### What you should do:
Repeat the records below exactly as they appear.

### Records supplied:
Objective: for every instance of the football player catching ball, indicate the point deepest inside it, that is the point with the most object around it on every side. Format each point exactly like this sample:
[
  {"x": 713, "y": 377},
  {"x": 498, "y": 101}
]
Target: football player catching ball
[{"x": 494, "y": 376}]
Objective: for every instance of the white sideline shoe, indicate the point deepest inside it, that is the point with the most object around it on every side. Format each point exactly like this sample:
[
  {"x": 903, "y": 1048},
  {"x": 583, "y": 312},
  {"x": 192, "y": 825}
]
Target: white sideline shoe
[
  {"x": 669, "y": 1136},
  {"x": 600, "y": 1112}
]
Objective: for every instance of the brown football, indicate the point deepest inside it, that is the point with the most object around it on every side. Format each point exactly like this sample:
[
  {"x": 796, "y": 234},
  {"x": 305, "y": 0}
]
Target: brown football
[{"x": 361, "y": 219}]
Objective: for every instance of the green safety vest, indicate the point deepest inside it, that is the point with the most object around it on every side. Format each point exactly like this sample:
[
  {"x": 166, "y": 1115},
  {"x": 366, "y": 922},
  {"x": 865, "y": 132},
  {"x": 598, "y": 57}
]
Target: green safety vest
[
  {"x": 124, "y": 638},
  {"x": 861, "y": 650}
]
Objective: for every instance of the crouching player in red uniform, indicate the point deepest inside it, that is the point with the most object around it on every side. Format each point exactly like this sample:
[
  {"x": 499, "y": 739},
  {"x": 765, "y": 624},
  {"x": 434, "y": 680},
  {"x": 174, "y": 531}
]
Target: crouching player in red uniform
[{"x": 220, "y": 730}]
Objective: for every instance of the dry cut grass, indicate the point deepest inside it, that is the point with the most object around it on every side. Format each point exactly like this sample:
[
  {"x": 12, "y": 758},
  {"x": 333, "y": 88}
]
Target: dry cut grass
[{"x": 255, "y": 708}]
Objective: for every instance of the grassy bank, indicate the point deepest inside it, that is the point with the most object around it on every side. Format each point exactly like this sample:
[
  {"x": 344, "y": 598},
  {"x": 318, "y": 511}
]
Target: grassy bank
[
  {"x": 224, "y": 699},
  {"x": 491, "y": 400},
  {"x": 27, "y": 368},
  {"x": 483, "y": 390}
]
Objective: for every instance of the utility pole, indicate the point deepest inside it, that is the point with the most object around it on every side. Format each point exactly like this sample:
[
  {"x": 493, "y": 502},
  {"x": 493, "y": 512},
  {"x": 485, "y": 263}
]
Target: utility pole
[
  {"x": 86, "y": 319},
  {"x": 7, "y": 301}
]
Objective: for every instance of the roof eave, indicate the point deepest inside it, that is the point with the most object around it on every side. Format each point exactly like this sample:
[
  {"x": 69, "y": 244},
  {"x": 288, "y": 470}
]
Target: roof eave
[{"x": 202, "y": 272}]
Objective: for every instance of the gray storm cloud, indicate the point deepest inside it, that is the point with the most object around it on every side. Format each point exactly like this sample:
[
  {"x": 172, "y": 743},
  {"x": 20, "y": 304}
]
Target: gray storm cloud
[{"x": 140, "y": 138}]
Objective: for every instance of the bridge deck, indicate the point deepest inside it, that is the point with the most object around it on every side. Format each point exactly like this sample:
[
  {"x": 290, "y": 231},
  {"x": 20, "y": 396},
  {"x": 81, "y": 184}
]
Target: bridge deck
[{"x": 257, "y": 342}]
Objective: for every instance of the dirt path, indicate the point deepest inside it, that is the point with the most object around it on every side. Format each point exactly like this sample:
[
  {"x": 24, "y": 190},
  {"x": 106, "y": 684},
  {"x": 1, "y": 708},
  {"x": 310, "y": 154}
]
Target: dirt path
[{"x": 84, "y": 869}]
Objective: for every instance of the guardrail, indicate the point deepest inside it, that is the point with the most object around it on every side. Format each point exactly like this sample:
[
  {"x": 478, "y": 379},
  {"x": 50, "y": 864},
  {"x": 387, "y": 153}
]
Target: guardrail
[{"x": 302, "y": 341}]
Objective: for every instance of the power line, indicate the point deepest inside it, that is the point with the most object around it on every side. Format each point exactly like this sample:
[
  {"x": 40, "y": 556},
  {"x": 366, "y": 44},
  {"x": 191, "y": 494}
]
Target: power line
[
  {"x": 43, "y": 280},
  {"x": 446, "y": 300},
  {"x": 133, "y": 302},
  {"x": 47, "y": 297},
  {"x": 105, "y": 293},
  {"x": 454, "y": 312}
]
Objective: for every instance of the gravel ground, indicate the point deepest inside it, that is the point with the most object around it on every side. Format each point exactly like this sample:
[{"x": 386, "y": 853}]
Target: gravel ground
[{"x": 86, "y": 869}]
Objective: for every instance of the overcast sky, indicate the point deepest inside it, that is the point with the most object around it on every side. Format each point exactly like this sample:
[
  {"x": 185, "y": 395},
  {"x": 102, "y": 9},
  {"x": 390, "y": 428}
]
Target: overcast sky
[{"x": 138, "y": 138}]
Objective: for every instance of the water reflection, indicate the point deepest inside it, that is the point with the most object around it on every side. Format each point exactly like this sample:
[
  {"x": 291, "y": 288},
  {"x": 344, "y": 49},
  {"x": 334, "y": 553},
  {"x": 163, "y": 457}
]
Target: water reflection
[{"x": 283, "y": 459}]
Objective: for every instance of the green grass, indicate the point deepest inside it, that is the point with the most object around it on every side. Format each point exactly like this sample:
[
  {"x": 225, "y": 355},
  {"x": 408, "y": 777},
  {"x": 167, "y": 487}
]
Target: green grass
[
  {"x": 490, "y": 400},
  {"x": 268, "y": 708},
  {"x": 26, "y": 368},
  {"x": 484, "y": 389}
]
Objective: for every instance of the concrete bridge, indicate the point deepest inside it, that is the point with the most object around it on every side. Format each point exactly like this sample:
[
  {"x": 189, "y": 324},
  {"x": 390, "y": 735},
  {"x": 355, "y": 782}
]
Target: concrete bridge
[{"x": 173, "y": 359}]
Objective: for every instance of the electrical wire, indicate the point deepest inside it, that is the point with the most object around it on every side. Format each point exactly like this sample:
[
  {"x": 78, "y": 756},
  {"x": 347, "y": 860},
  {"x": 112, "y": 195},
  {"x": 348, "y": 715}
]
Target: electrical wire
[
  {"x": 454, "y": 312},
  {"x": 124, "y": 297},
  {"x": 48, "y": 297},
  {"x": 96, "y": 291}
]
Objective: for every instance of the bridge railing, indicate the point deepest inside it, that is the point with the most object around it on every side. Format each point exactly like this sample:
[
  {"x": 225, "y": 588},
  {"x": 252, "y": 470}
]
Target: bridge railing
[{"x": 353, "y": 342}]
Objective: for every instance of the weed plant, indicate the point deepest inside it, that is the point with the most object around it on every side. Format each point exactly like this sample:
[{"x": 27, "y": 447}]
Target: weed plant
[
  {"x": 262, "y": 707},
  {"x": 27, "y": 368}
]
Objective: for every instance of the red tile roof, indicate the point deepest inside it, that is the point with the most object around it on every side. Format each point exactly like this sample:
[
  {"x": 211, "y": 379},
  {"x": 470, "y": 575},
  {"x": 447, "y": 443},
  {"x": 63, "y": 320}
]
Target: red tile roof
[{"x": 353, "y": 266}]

### Completed task:
Objective: for every instance of the football player catching ball, indicate the point deepest inside it, that is the point with the most object around it on every side. Format each point exactly like this sample:
[
  {"x": 713, "y": 377},
  {"x": 498, "y": 101}
]
Target: football player catching ball
[{"x": 494, "y": 376}]
Objective: for every instance of the white sideline shoe, indicate the point deepest inside it, that is the point with the most object around it on every side. Format each point exactly like this sample:
[
  {"x": 903, "y": 1048},
  {"x": 583, "y": 312},
  {"x": 192, "y": 825}
]
Target: white sideline shoe
[
  {"x": 669, "y": 1136},
  {"x": 600, "y": 1112}
]
Objective: for every instance of the brown football, indicate the point deepest inside it, that is the point with the most object around it on every side. Format each point exactly like this sample:
[
  {"x": 796, "y": 234},
  {"x": 305, "y": 0}
]
Target: brown football
[{"x": 361, "y": 219}]
Objective: for every instance of the green safety vest, indicate the point deepest inside it, that is the point with the most object around it on every side. Format each point exactly like this sample:
[
  {"x": 166, "y": 1115},
  {"x": 366, "y": 922},
  {"x": 865, "y": 132},
  {"x": 598, "y": 57}
]
Target: green safety vest
[
  {"x": 124, "y": 638},
  {"x": 861, "y": 650}
]
Objective: for every instance of the crouching player in red uniform, indicate the point deepest inside it, that is the point with the most object around it on every side. Format each point exactly like this sample:
[
  {"x": 499, "y": 739},
  {"x": 765, "y": 624},
  {"x": 434, "y": 680},
  {"x": 174, "y": 531}
]
Target: crouching player in red uniform
[{"x": 220, "y": 730}]
Objective: for every instance of the dry cut grass, indicate the point deepest inside it, that is the point with the most object around it on every side. Format each point exactly like this sample:
[
  {"x": 12, "y": 758},
  {"x": 333, "y": 88}
]
Target: dry cut grass
[{"x": 255, "y": 708}]
Objective: for every instance of the grassy bank, indicate the point deepest inside it, that is the point with the most object around it on every side. Format each point exactly like this sample:
[
  {"x": 344, "y": 598},
  {"x": 318, "y": 511}
]
Target: grassy bank
[
  {"x": 224, "y": 699},
  {"x": 491, "y": 400},
  {"x": 27, "y": 368},
  {"x": 483, "y": 390}
]
Objective: for every instance of the utility pole, indicate the point deepest inside it, that is the point with the most object around it on every side. Format each point exactly like this sample:
[
  {"x": 493, "y": 502},
  {"x": 493, "y": 512},
  {"x": 485, "y": 263}
]
Target: utility pole
[
  {"x": 86, "y": 319},
  {"x": 7, "y": 301}
]
Objective: for every instance of the roof eave, indicate the point deepest inside it, that is the point with the most object around it on every side. Format each point exactly like this sample:
[
  {"x": 69, "y": 244},
  {"x": 288, "y": 470}
]
Target: roof eave
[{"x": 202, "y": 272}]
Objective: for every instance of the gray storm cloud, indicate the point deepest inside it, that is the point with the most object around it on every side. Format each point exactly like this sample:
[
  {"x": 172, "y": 743},
  {"x": 20, "y": 304}
]
Target: gray storm cloud
[{"x": 140, "y": 138}]
Objective: for every instance of the bridge deck, indicate the point deepest inside it, that is the point with the most object around it on every side. Format each point exactly like this sample:
[
  {"x": 290, "y": 231},
  {"x": 20, "y": 396},
  {"x": 81, "y": 184}
]
Target: bridge deck
[{"x": 257, "y": 342}]
Objective: for every instance of the dirt path, indicate the point deepest inside it, that is the point with the most object around it on every side. Format each point exactly like this sample:
[
  {"x": 24, "y": 190},
  {"x": 106, "y": 684},
  {"x": 1, "y": 708},
  {"x": 310, "y": 154}
]
Target: dirt path
[{"x": 84, "y": 869}]
Objective: for every instance of the guardrail, indicate the point deepest inside it, that is the point with the most object around it on every side. Format each point exactly like this sample:
[
  {"x": 478, "y": 379},
  {"x": 50, "y": 864},
  {"x": 387, "y": 153}
]
Target: guardrail
[{"x": 302, "y": 341}]
Objective: for every instance of the power line, indicate the point deepest inside it, that is the point with the most object around it on every side. Format each point exactly like this sample:
[
  {"x": 40, "y": 556},
  {"x": 366, "y": 44},
  {"x": 191, "y": 494}
]
Target: power line
[
  {"x": 43, "y": 280},
  {"x": 446, "y": 300},
  {"x": 133, "y": 302},
  {"x": 47, "y": 297},
  {"x": 105, "y": 293},
  {"x": 454, "y": 312}
]
Objective: for every instance of the gravel ground, indicate the point deepest inside it, that is the point with the most object around it on every side. Format each point exactly like this sample:
[{"x": 386, "y": 853}]
Target: gravel ground
[{"x": 86, "y": 869}]
Objective: for every instance of the overcast sky, indicate the point deepest inside it, that is the point with the most object around it on every side. Format each point exactly like this sample:
[
  {"x": 185, "y": 395},
  {"x": 102, "y": 9},
  {"x": 390, "y": 428}
]
Target: overcast sky
[{"x": 138, "y": 138}]
Objective: for every instance of the water reflection, indicate the point deepest inside it, that is the point with the most object around it on every side. Format each point exactly like this sample:
[
  {"x": 291, "y": 288},
  {"x": 344, "y": 49},
  {"x": 334, "y": 553},
  {"x": 163, "y": 457}
]
Target: water reflection
[{"x": 283, "y": 459}]
Objective: for every instance of the green grass, indicate the point deepest inside it, that is the point with the most object around it on every side. Format each point exactly like this sample:
[
  {"x": 225, "y": 355},
  {"x": 408, "y": 777},
  {"x": 167, "y": 487}
]
Target: green grass
[
  {"x": 490, "y": 400},
  {"x": 268, "y": 708},
  {"x": 26, "y": 368},
  {"x": 484, "y": 389}
]
Objective: for every instance of the concrete bridge, indicate the point deepest inside it, that is the point with the most object around it on every side. Format each point exactly like this sample:
[
  {"x": 189, "y": 324},
  {"x": 390, "y": 735},
  {"x": 355, "y": 782}
]
Target: concrete bridge
[{"x": 173, "y": 359}]
Objective: for every instance of the electrical wire, indicate the point deepest inside it, that is the point with the most object around it on every side. Format each point exactly like this sample:
[
  {"x": 78, "y": 756},
  {"x": 347, "y": 860},
  {"x": 112, "y": 195},
  {"x": 348, "y": 715}
]
Target: electrical wire
[
  {"x": 454, "y": 312},
  {"x": 124, "y": 297},
  {"x": 48, "y": 297},
  {"x": 96, "y": 291}
]
Objective: for every instance of the bridge railing, indicate the point deepest inside it, that is the point with the most object around it on every side. Format each point exactly like this sample:
[
  {"x": 225, "y": 588},
  {"x": 252, "y": 470}
]
Target: bridge railing
[{"x": 353, "y": 342}]
Objective: for every instance of the weed plant, indicate the point deepest inside it, that is the point with the most object around it on every side. Format each point exactly like this sample:
[{"x": 27, "y": 447}]
Target: weed plant
[
  {"x": 262, "y": 707},
  {"x": 27, "y": 368}
]
Objective: for every instance of the red tile roof, indicate the point deepest inside it, that is the point with the most object around it on every side. Format each point exactly like this sample:
[
  {"x": 211, "y": 379},
  {"x": 470, "y": 575},
  {"x": 447, "y": 443},
  {"x": 63, "y": 320}
]
Target: red tile roof
[{"x": 353, "y": 266}]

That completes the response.